### Exercises to complete
[A] Reproduce the passage on the Chalco musicians, everything from "As it turned" down to "situation looked dire.", with "lead singer" changed to "principal vocalist".
[B] List every individual referred to by name in the passage on the Chalco musicians.

### Extract
○ ○ ○ ○

And so a group of musicians traveled to Tenochtitlan, ostensibly to perform for Emperor Axayacatl for his entertainment, as freely-offered tribute from Chalco to the great leader of the Aztecs. In secret, the musicians planned to present a carefully selected song that would present a coded message, saying: “We know what you’re doing is wrong. And you know it, too.”
The musicians were playing a very dangerous game. For one, the Aztecs famously treated disloyalty and dissent in ways that would have made Attila the Hun queasy. Aztec leaders were not above actively goading their already-conquered territories into open rebellion, and then using the unrest as a pretext to invade all over again so they could impose even greater demands for tribute. But it wasn’t just international politics that had the singers concerned… the Aztecs took musical performances seriously. Very seriously. Aztec sources remark how terrifying it was to perform for the emperors, as the rulers brutally punished performers who displeased them. Stalin may have tormented Soviet artists who sparked his ire, but he never ripped out their still-beating hearts with his bare hands and wore their flayed skins like a cape. The musicians were literally taking their lives into their own hands, and risking terrible retribution for their people.
As it turned out, the pressure apparently got to the lead singer—when the musicians were called for, he fainted and could not be revived. The situation looked dire.

○ ○ ○ ○

### Provided material
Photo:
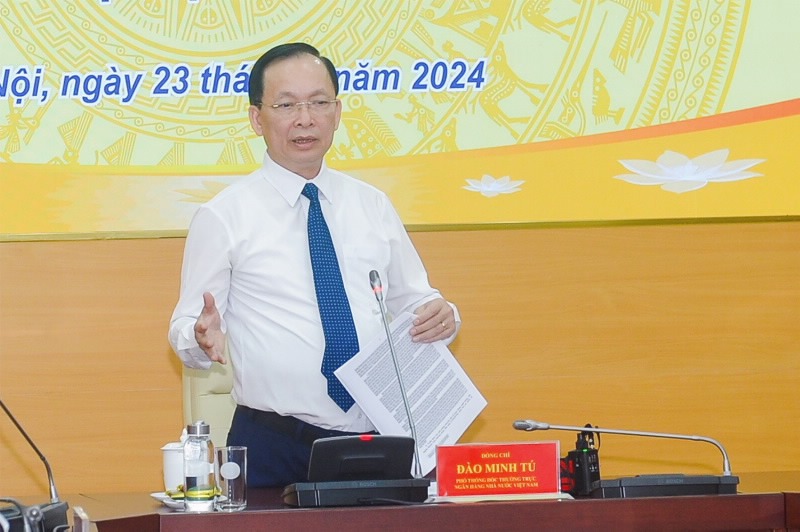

○ ○ ○ ○

### Exercise results
[A]
As it turned out, the pressure apparently got to the principal vocalist—when the musicians were called for, he fainted and could not be revived. The situation looked dire.

[B]
Emperor Axayacatl
Attila the Hun
Stalin